● Text:

Freightliner calls on the government to set an ambitious rail freight target and save 2.5 million tonnes of carbon emissions

This weekend, Freightliner, a subsidiary of Genesee & Wyoming Inc. (G&W), will appear on The Climate Show on Sky News, to discuss how growing rail freight volumes and supporting modal shift to rail will support the delivery of the UK’s zero greenhouse gas obligations.

Freightliner calls on government to set a long-term target to treble rail freight volumes by 2050. Such an ambitious target will be a clear statement of intent from Government and provide confidence to the private sector to make significant investments in long-term assets that deliver growth. A trebling of rail freight will mean over 20 million Heavy Goods Vehicles (HGVs) journeys are removed from our busy motorways each year, reducing carbon emissions by 2.5 million tonnes of carbon dioxide – the equivalent emissions of someone flying around the world 300,000 times.

Today around 9% of freight is moved by rail in Great Britain, with rail transporting all kinds of essential goods and supplies – from containers to and from the deep-sea ports and inland terminals to bulk freight like construction materials, aggregates, and cement.

Growing the amount of freight transported by rail is vital to meet our net zero greenhouse gas emission target by 2050. Each freight train can remove up to 129 HGVs from Britain’s roads, with container trains removing up to 52 HGVs. For each tonne of freight moved by rail instead of road, carbon emissions are reduced by 76%. Using an electric locomotive there is a clear route to net zero emissions as the national grid is decarbonised. "There is an increasing desire for business to become more sustainable and meet their ambitious sustainability targets. Rail freight is a critical of the solution, but to make rail the mode of choice for truck haulage and bulk movements, the economics must work for customers. The economics of rail freight have been getting more challenging in recent years. As an example, fuel duty, which is one of the largest costs for road hauliers, has been effectively frozen for 14 years. When you compare this to track access charges, the charges we pay to run our trains on the network, these have increased by over 35% through inflationary increases alone for the same time period. We are calling on the Government to set an ambitious target to treble rail freight volumes by 2050 and support the rail freight industry with some key initiatives and policies. A clear statement of intent from the Government will provide confidence to the private sector and be a catalyst to make significant investments in long-term assets in what is a highly capital-intensive industry" Tim Shoveller G&W UK/Europe, CEO
To make this a reality, Freightliner is calling on the government to support the rail freight industry in 3 key areas:

i) Halve track access charges that freight operators pay to run trains on the network.

● Task requirements:
1. Translate this sentence from the Freightliner statement into Spanish: "Each freight train can remove up to 129 HGVs from Britain’s roads, with container trains removing up to 52 HGVs."
2. Echo the part of the Freightliner statement between "Freightliner calls on government" and "world 300,000 times.", inclusive.
3. According to the Freightliner statement, what share of freight in Great Britain is moved by rail today?

[Recorded data]
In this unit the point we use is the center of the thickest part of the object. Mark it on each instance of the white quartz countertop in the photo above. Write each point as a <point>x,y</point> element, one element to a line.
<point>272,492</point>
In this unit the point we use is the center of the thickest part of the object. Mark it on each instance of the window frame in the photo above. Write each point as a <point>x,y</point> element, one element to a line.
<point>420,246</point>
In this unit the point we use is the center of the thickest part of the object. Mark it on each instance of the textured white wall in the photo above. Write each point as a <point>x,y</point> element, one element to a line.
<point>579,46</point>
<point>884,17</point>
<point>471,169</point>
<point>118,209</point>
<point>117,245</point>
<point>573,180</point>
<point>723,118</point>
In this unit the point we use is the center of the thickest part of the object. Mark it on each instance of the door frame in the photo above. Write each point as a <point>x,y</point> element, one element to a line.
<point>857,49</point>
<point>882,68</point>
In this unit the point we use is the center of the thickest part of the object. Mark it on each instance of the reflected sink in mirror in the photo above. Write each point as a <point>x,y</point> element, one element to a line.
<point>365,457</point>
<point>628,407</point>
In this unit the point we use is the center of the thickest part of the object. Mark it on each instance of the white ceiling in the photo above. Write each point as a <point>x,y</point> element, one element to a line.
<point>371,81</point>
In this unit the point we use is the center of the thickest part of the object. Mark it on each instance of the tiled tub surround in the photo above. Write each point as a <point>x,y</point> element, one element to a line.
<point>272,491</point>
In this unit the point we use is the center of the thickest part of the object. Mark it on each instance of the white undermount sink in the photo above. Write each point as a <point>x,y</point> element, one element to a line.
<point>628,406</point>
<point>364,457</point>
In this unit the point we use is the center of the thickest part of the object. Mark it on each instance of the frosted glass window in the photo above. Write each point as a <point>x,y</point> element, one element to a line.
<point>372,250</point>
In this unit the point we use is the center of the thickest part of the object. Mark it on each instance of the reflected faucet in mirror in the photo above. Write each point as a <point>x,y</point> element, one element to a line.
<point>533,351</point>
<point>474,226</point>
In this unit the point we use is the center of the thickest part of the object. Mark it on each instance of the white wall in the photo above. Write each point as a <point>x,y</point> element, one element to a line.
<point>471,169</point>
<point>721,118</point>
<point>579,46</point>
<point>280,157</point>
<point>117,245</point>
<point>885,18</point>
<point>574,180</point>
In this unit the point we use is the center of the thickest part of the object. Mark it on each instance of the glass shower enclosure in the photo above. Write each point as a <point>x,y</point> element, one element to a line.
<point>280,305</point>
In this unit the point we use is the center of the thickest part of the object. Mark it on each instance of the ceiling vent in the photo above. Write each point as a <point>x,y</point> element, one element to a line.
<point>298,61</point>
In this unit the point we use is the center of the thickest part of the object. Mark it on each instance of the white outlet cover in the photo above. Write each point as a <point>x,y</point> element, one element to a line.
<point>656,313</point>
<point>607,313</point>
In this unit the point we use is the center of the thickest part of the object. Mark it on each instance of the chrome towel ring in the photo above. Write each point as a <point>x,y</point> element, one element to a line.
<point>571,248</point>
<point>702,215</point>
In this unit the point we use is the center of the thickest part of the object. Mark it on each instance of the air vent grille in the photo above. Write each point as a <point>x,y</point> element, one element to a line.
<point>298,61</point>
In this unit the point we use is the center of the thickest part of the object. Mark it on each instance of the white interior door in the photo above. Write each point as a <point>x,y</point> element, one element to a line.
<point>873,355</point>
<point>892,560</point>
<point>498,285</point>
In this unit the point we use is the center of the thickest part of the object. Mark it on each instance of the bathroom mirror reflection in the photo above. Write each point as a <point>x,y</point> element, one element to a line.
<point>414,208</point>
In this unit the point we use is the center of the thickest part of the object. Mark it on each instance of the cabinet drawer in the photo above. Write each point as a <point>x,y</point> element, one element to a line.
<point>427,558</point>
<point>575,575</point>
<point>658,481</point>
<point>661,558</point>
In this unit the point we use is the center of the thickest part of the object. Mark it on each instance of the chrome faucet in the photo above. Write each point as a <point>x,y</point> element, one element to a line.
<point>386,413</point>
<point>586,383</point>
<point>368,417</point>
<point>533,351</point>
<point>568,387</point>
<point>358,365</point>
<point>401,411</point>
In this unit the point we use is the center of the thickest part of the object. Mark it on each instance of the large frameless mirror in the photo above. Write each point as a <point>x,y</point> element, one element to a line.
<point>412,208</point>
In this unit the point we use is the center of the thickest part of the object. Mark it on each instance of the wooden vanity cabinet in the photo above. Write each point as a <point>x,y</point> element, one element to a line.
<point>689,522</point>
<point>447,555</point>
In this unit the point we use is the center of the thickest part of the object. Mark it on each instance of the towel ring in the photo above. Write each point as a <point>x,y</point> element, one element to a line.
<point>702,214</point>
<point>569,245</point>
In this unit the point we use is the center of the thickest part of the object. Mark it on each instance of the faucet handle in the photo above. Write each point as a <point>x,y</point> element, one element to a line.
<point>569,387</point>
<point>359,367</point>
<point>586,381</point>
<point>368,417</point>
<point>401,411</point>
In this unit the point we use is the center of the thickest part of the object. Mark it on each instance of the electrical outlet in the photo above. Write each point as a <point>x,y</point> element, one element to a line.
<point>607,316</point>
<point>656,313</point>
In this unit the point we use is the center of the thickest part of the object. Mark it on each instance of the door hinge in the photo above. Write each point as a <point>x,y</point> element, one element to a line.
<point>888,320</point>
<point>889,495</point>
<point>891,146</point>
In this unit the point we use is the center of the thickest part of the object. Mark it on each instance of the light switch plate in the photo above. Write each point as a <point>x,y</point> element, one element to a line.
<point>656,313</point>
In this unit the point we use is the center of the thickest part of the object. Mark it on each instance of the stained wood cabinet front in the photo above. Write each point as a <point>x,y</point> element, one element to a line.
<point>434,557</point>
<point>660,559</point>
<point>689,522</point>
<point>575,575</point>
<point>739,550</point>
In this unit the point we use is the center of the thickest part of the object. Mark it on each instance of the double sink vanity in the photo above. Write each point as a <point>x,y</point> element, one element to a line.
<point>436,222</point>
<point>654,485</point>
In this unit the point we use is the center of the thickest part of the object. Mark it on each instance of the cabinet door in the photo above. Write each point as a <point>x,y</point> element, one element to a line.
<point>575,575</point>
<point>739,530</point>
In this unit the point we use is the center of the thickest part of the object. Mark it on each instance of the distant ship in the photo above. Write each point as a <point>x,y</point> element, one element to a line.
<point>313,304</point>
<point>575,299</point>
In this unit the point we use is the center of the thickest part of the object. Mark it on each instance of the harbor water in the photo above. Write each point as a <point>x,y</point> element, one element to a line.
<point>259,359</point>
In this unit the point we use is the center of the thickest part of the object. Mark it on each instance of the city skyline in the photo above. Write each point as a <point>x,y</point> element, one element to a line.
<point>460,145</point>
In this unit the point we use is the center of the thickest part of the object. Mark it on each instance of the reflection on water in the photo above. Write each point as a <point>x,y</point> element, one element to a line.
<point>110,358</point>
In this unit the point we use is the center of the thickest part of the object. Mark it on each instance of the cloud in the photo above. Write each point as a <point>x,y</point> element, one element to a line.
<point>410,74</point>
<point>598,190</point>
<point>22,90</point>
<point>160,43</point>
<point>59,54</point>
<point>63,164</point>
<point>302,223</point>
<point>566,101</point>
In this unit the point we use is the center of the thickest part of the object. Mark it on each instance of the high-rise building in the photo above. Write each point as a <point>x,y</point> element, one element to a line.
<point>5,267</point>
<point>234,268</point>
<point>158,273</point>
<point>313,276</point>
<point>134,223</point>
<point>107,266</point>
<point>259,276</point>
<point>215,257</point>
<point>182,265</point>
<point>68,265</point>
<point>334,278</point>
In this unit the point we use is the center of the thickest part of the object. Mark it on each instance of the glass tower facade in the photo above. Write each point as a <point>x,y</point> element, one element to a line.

● Exercise solutions:
1. Cada tren de mercancías puede retirar hasta 129 camiones pesados de las carreteras de Gran Bretaña, y los trenes de contenedores retiran hasta 52 camiones pesados.

2.
Freightliner calls on government to set a long-term target to treble rail freight volumes by 2050. Such an ambitious target will be a clear statement of intent from Government and provide confidence to the private sector to make significant investments in long-term assets that deliver growth. A trebling of rail freight will mean over 20 million Heavy Goods Vehicles (HGVs) journeys are removed from our busy motorways each year, reducing carbon emissions by 2.5 million tonnes of carbon dioxide – the equivalent emissions of someone flying around the world 300,000 times.

3. Around 9% of freight is moved by rail in Great Britain today.